→ **Tarefa 1**
Segundo a carta, em que trabalhava a mãe de quem escreve?
→ **Tarefa 2**
Redigite o trecho da carta entre "Você não me" e "tantos no mundo.", inclusive.
→ **Tarefa 3**
Prossiga com a carta logo depois da última frase apresentada.

→ **Trecho fornecido**
__________________________________________________
Companheiro – chamo-lhe assim pois é isso que todas somos: companhias de mundo mesmo; humano, contemporâneo, independente de quem sejamos, do que cremos, agimos; de nos amarmos, ou não; dos santos baterem, enfim… Como vai?

Escrever-lhe uma carta a esta altura é um tiro no pé. Quem lhe ama, pode me odiar. Quem lhe odeia, pode me odiar. Mas, fazer o quê? A vida tem dessas coisas… a vida tem ódio, ou melhor, nós o mantemos na vida. Vai ano, vem ano, presidente entra, presidente sai; e o ódio segue aí: lembra um pouco esses deputados eternos, coronéis, capitães hereditários decrépitos, os meritocratas, essa turma.

Você não me conhece. Sou só mais um… como você já foi. Mas agora já faz tempo que você não é. Não é? Na minha história tem nordeste, tem sul, tem o país inteiro e ainda outros; tem indígenas que por aqui já estavam antes do país ser país, tem negro, tem branco, tem bruxo, crente, analfabeto, operário, peão; tem boia-fria, lavadeira, passadeira, empregada; tem líder popular, assassinado, tem louco, tem louca, tem tudo. Miséria, tragédia, pobreza. Tem luta; resistência. Engajamento. Fé. Esperança.

Eu nasci graças a um shopping center em – veja só você – São Bernardo do Campo. Painho era chapeiro de lanchonete. Mamãe, caixa de supermercado. Daí eu nasci; assim… como tantas de nós; como tantos no mundo.
__________________________________________________
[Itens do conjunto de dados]

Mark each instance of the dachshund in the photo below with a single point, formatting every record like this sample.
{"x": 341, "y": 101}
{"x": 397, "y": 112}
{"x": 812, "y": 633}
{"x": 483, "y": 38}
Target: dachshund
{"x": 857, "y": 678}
__________________________________________________
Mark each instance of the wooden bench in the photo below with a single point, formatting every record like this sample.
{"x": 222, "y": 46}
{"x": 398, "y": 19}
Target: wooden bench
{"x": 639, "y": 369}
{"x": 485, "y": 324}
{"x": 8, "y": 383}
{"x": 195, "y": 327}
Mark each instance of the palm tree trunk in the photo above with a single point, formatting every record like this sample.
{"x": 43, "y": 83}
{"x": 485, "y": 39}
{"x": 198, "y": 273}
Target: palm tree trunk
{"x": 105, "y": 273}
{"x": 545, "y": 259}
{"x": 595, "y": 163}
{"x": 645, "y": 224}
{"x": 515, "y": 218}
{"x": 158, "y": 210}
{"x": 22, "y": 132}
__________________________________________________
→ **Resposta 1**
Era caixa de supermercado.

→ **Resposta 2**
Você não me conhece. Sou só mais um… como você já foi. Mas agora já faz tempo que você não é. Não é? Na minha história tem nordeste, tem sul, tem o país inteiro e ainda outros; tem indígenas que por aqui já estavam antes do país ser país, tem negro, tem branco, tem bruxo, crente, analfabeto, operário, peão; tem boia-fria, lavadeira, passadeira, empregada; tem líder popular, assassinado, tem louco, tem louca, tem tudo. Miséria, tragédia, pobreza. Tem luta; resistência. Engajamento. Fé. Esperança.

Eu nasci graças a um shopping center em – veja só você – São Bernardo do Campo. Painho era chapeiro de lanchonete. Mamãe, caixa de supermercado. Daí eu nasci; assim… como tantas de nós; como tantos no mundo.

→ **Resposta 3**
Minha mãe simpatizava com o partido dos trabalhadores. Aprendi essa simpatia do mesmo jeito em que aprendi minha crença no Cristo. Como aprendi a gostar de banana junto, no prato fundo de comida – sempre com colher. Vi um bocado de coisa… mulher sendo internada em manicômio só por ser feliz; marajá fugindo pros States largando funcionários cheios de salários atrasados, dando golpe na receita e o escambau; vi traficante narrando com gosto como matou aquele jornalista no morro, contando como funciona o acordo com a polícia; gente morrendo no paredão por dívida não paga com o tráfico, acertos de conta; vi cabeça pendurada no bairro nos tempos mais duros; uma baiana sendo presa por matar o ex-marido em legítima defesa depois de registrar 17 boletins de ocorrência por ameaça na delegacia da mulher; vi uma mãe esfregando a cara da filhinha de 2 anos no chapiscado do muro na viela. E por aí vai… amigo levando tapa de polícia por ser preto, menino levando tiro nas costas da polícia enquanto brincava por ser pobre – e por ser preto. Caminhoneiro adulterando tacógrafo, velocímetro, pegando 160 na ladeira carregado de feijão pra não perder o frete, o dólar, com 4 noites de rebite na cabeça. Senhora se prostituindo no posto de gasolina, no trevo, na beira da estrada, confessando a vergonha de contar ao filho e pro neto o que fazia, de verdade, pra sobreviver. Gente com fome. Muita gente desesperada. Vi… muita coisa que não gostei de ver.

Mesmo assim, sei que não vi nada. Sei que a gente, o povo, vê muito pouco. Vi dois impeachments neste país. O primeiro, de Collor, vi muito menino, não entendendo nada; mas me lembro de um caos financeiro, do desespero em minha casa, de uns preços malucos, aventuras nos mercados, angústias; de aprender a palavra: inflação… E o segundo, da até aqui única presidenta que tivemos, já um pouco mais consciente da vida, achei injusto: por ser arbitrário e parcial. Eu volto nisso já já, mas… seguindo aqui com as vistas: também vi Cuba – quando estavam mandando a gente pra lá, sabe? Achei importante ir; ver. E acho importante contar: que ali, vi coisas maravilhosas; e também coisas terríveis.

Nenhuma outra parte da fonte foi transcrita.